United States District Court, N.D. California, San Jose Division

June 30, 2017

SHIRLEY DALEY, Plaintiff,
v.
LOCKHEED MARTIN CORPORATION, et al., Defendants.

          ORDER GRANTING MOTIONS TO DISMISS WITH LEAVE TO AMEND RE: DKT. NOS. 41, 45, 52

          LUCY H. KOH United States District Judge.

         Plaintiff Shirley Daley (“Plaintiff”) sues Defendants Lockheed Martin Corporation and Lockheed Martin Group Universal Life Plan (collectively, “Lockheed”), Marsh U.S. Consumer (“Marsh”), and the Prudential Insurance Company of America (“Prudential”) (all Defendants collectively, “Defendants”). Before the Court are Lockheed and Prudential's motions to dismiss the First Amended Complaint (“FAC”), in addition to Marsh's motion for joinder in Lockheed's motion to dismiss. See ECF No. 41, 45, 52. The Court finds these matters suitable for resolution without oral argument and hereby VACATES the motions hearings set for July 6 and 13, 2017. See Civil L.R. 7-1(b). Having considered the parties' submissions, the relevant law, and the record in this case, the Court hereby GRANTS Marsh's motion for joinder in Lockheed's motion to dismiss, and GRANTS with leave to amend Lockheed and Prudential's motions to dismiss.

▸ What is being asked
Return the section of the court order that starts with "United States District Court, N.D." and goes on through "et al., Defendants.", copied word for word.

[Data listing]
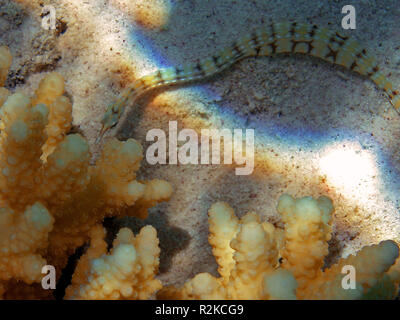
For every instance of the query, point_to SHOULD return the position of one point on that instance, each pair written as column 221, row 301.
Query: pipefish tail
column 282, row 37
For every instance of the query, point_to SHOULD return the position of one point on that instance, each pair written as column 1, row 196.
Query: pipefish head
column 110, row 119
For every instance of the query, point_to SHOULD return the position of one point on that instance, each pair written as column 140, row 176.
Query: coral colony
column 54, row 201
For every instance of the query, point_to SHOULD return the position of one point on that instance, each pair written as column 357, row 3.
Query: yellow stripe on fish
column 282, row 37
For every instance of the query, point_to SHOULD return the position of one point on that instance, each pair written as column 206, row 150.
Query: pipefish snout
column 282, row 37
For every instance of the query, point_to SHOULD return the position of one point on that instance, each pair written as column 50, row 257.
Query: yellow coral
column 22, row 238
column 50, row 195
column 249, row 254
column 127, row 272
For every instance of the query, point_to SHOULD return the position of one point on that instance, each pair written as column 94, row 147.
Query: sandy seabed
column 319, row 129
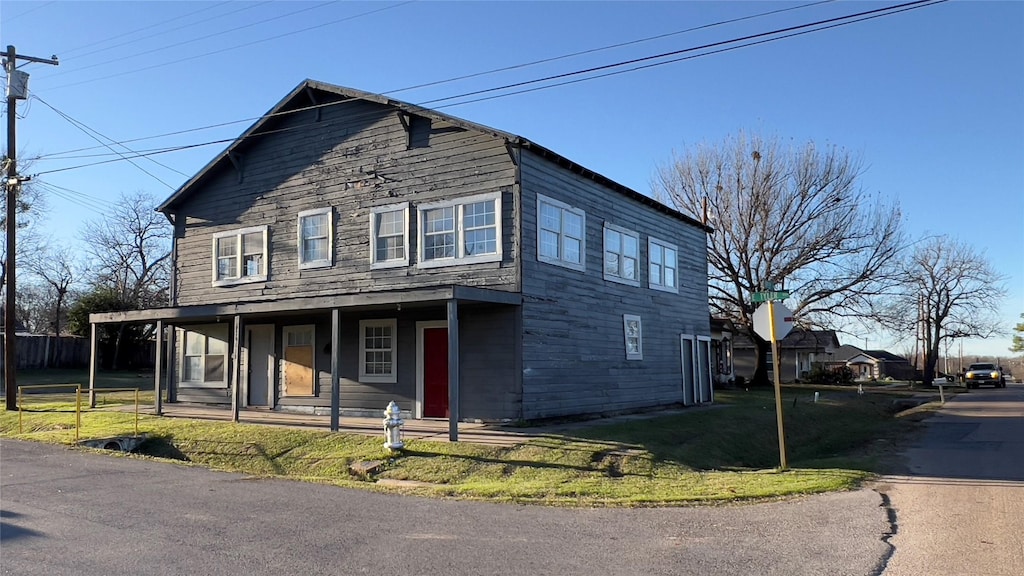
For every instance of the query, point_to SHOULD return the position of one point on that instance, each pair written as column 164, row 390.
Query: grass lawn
column 728, row 452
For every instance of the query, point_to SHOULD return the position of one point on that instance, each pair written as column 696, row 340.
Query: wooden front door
column 435, row 373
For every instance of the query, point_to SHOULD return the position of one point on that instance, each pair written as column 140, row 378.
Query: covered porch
column 434, row 318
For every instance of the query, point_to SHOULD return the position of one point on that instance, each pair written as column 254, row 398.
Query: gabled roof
column 307, row 87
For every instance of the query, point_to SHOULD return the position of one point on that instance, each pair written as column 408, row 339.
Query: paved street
column 70, row 512
column 961, row 508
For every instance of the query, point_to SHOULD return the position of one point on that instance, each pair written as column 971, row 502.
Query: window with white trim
column 663, row 265
column 240, row 256
column 204, row 358
column 622, row 255
column 315, row 238
column 389, row 236
column 464, row 231
column 561, row 234
column 634, row 336
column 377, row 351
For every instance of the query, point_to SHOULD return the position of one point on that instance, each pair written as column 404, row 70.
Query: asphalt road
column 66, row 511
column 960, row 509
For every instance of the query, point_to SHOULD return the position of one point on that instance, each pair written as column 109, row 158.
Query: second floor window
column 240, row 256
column 464, row 231
column 560, row 234
column 622, row 255
column 315, row 233
column 388, row 237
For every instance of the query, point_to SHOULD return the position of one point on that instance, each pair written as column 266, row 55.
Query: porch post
column 454, row 370
column 92, row 365
column 335, row 367
column 158, row 359
column 172, row 392
column 236, row 367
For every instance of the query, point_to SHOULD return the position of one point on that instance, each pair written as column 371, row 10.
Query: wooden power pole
column 17, row 88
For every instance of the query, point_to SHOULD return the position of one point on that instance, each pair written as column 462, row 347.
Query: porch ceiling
column 464, row 294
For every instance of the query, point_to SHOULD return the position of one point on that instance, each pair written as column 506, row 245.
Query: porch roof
column 414, row 297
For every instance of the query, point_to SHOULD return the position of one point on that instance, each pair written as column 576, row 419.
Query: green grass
column 727, row 452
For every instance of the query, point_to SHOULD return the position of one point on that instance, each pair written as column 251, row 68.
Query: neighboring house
column 800, row 352
column 349, row 249
column 873, row 365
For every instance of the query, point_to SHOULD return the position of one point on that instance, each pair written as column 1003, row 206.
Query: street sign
column 770, row 295
column 762, row 321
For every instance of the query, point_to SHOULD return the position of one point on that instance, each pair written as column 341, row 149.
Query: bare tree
column 57, row 270
column 130, row 255
column 793, row 215
column 949, row 291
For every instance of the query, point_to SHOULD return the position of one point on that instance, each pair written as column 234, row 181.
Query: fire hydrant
column 392, row 427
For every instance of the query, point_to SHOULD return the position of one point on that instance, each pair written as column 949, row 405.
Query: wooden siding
column 573, row 342
column 353, row 159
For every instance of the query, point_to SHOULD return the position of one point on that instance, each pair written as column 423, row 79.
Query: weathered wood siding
column 573, row 342
column 355, row 157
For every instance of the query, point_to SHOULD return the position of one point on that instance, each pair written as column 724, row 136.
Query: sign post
column 773, row 321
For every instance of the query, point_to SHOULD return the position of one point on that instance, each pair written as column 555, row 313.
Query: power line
column 89, row 131
column 603, row 48
column 474, row 75
column 236, row 47
column 193, row 40
column 835, row 23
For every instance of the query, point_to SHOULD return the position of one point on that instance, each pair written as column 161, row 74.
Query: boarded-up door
column 435, row 373
column 299, row 361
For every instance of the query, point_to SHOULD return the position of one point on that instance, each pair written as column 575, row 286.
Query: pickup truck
column 984, row 373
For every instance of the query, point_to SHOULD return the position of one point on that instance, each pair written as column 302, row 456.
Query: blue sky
column 932, row 99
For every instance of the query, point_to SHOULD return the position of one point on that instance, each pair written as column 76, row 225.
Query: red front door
column 435, row 373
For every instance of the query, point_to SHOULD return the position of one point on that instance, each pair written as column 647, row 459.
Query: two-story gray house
column 349, row 249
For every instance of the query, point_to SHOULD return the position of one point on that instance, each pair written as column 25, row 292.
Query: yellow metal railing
column 78, row 403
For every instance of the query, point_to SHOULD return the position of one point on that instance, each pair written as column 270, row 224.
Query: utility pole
column 17, row 87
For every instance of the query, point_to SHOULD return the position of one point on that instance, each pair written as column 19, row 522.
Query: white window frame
column 391, row 378
column 206, row 335
column 239, row 234
column 655, row 245
column 459, row 206
column 624, row 233
column 627, row 319
column 374, row 215
column 329, row 239
column 560, row 260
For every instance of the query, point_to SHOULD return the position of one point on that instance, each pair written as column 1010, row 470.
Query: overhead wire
column 474, row 75
column 829, row 24
column 236, row 47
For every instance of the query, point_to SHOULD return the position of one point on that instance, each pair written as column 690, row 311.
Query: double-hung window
column 560, row 234
column 315, row 234
column 377, row 351
column 663, row 265
column 389, row 236
column 464, row 231
column 240, row 256
column 622, row 255
column 634, row 336
column 205, row 358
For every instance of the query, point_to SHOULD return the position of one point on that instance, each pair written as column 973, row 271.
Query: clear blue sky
column 932, row 99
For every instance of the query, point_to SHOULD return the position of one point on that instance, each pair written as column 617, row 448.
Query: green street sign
column 770, row 295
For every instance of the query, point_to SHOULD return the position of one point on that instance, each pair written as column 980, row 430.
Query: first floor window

▸ Final answer
United States District Court, N.D. California, San Jose Division

June 30, 2017

SHIRLEY DALEY, Plaintiff,
v.
LOCKHEED MARTIN CORPORATION, et al., Defendants.